» **Page excerpt**:
>> Start

Deploying Collibra Unstructured AI infrastructure

Deploying Unstructured AI infrastructure involves setting up the necessary resources in your cloud environment to support advanced AI applications. This page provides step-by-step instructions for deploying the infrastructure, including prerequisites, configuration details, deployment steps, and optional resources. It also covers troubleshooting common issues and upgrading existing deployments to newer versions.

Tip Deploy Unstructured AI infrastructure in a dedicated AWS subaccount for better resource isolation and management. If you choose to set up a subaccount, follow the AWS Organizations documentation to create a new account under your organization.

Prerequisites

  • You must have the following tools installed on your local machine:
    • Terraform (version 1.12.2 or newer)
    • Optionally, AWS CLI (version 2.23.6 or newer)
  • You must have an AWS account with the necessary permissions to create and manage resources.

    Here is an example of an IAM policy

    Copy
    {
        "Version": "2012-10-17",
        "Statement": [
            {
                "Sid": "CoreInfrastructureAndNetworking",
                "Effect": "Allow",
                "Action": [
                    "ec2:*",
                    "elasticloadbalancing:*",
                    "eks:*",
                    "rds:*",
                    "secretsmanager:*"
                ],
                "Resource": "*",
                "Condition": {
                  "StringEquals": {
                    "aws:ResourceTag/Project": "unstructured"
                  }
                }
            },
            {
                "Sid": "AllowCreationWithProjectTag",
                "Effect": "Allow",
                "Action": [
                    "ec2:*",
                    "elasticloadbalancing:*",
                    "eks:*",
                    "rds:*",
                    "secretsmanager:*"

>> End

» **Entries shown**:
>> Start

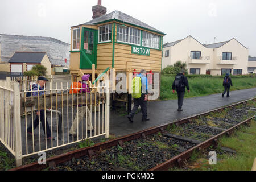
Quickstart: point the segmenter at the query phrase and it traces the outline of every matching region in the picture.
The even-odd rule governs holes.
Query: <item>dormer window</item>
[[[80,28],[73,29],[72,50],[78,51],[80,46]]]
[[[98,27],[98,42],[110,42],[112,38],[112,24]]]

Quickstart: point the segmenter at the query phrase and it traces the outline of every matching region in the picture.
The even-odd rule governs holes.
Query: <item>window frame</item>
[[[196,69],[199,69],[199,74],[192,74],[191,73],[191,69],[195,69],[195,73],[196,73]],[[201,75],[201,68],[190,68],[189,69],[189,75]]]
[[[232,72],[232,69],[229,69],[229,68],[221,68],[221,75],[223,75],[222,74],[222,70],[223,69],[225,69],[225,70],[230,70],[230,73],[229,73],[229,74],[231,74]],[[226,72],[225,72],[225,73],[226,73]]]
[[[234,71],[241,71],[241,73],[235,73]],[[243,74],[243,69],[234,69],[233,70],[233,75],[242,75]]]
[[[78,40],[78,39],[79,39],[79,47],[78,48],[73,48],[73,47],[74,47],[74,43],[73,43],[73,41],[74,41],[74,30],[80,30],[80,34],[81,34],[81,27],[79,27],[79,28],[73,28],[73,29],[72,29],[72,51],[79,51],[80,49],[80,44],[81,44],[81,39],[80,39],[80,35],[79,35],[79,39],[77,39],[77,31],[76,31],[76,44],[77,44],[77,40]]]
[[[133,45],[136,45],[136,46],[141,46],[141,31],[142,30],[138,28],[134,28],[134,27],[127,27],[128,28],[128,34],[123,34],[123,33],[122,33],[122,34],[123,35],[125,35],[125,36],[127,35],[128,36],[128,42],[125,42],[125,41],[122,41],[122,40],[118,40],[118,38],[119,37],[119,36],[118,36],[118,34],[120,34],[121,32],[119,32],[118,30],[119,28],[119,25],[118,24],[117,26],[117,43],[125,43],[125,44],[133,44]],[[131,31],[131,28],[133,28],[135,29],[135,31],[138,31],[138,36],[137,36],[137,39],[138,38],[139,38],[139,40],[138,44],[136,43],[133,43],[130,42],[130,39],[131,36],[135,36],[135,35],[131,35],[130,34],[130,31]]]
[[[200,56],[199,56],[199,59],[193,59],[193,56],[192,56],[192,57],[191,57],[191,59],[196,59],[196,60],[200,60],[200,59],[201,53],[201,51],[190,51],[190,56],[191,56],[191,53],[192,53],[192,52],[195,52],[195,53],[196,53],[196,52],[200,52]],[[196,56],[195,56],[195,57],[196,57]]]
[[[223,54],[226,54],[226,59],[224,59]],[[228,53],[231,54],[230,59],[226,59],[228,58]],[[222,52],[222,60],[226,60],[226,61],[231,61],[232,60],[232,52]]]
[[[150,44],[151,44],[151,45],[152,45],[152,39],[153,39],[152,35],[155,35],[155,36],[158,37],[158,41],[156,41],[156,42],[157,42],[157,43],[158,43],[158,47],[155,48],[155,47],[153,47],[152,46],[148,46],[143,45],[143,36],[144,36],[144,32],[151,35],[151,39],[150,39]],[[142,38],[141,38],[141,42],[142,42],[142,45],[141,45],[141,46],[143,46],[143,47],[148,47],[148,48],[152,48],[152,49],[155,49],[160,50],[160,47],[161,47],[161,46],[160,46],[160,41],[161,41],[161,36],[160,36],[160,35],[156,35],[156,34],[152,34],[152,33],[151,33],[151,32],[147,32],[147,31],[142,31]]]
[[[109,25],[111,25],[111,36],[110,36],[110,40],[105,40],[105,41],[100,41],[100,36],[101,36],[101,32],[100,32],[100,28],[101,27],[105,27],[106,26],[109,26]],[[112,36],[113,36],[113,23],[109,23],[109,24],[104,24],[104,25],[102,25],[102,26],[100,26],[100,27],[98,27],[98,43],[109,43],[109,42],[112,42]],[[106,31],[106,28],[105,27],[105,31]],[[102,29],[101,29],[101,30],[102,30]],[[110,30],[110,29],[108,29],[109,30]],[[108,37],[109,38],[109,33],[110,33],[110,32],[109,31],[108,32],[108,33],[106,33],[106,32],[105,32],[104,33],[104,34],[105,35],[105,36],[106,36],[106,35],[108,35]],[[106,36],[105,37],[105,40],[106,40]]]
[[[168,56],[166,56],[166,53],[168,52]],[[169,57],[169,50],[166,50],[166,52],[164,53],[164,57]]]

>> End

» **Exercise**: Rewrite the passage of the Unstructured AI deployment page starting with "Tip Deploy Unstructured AI" and going on through "and manage resources.", putting "workstation" in place of "local machine".

» **Written response**:
Tip Deploy Unstructured AI infrastructure in a dedicated AWS subaccount for better resource isolation and management. If you choose to set up a subaccount, follow the AWS Organizations documentation to create a new account under your organization.

Prerequisites

  • You must have the following tools installed on your workstation:
    • Terraform (version 1.12.2 or newer)
    • Optionally, AWS CLI (version 2.23.6 or newer)
  • You must have an AWS account with the necessary permissions to create and manage resources.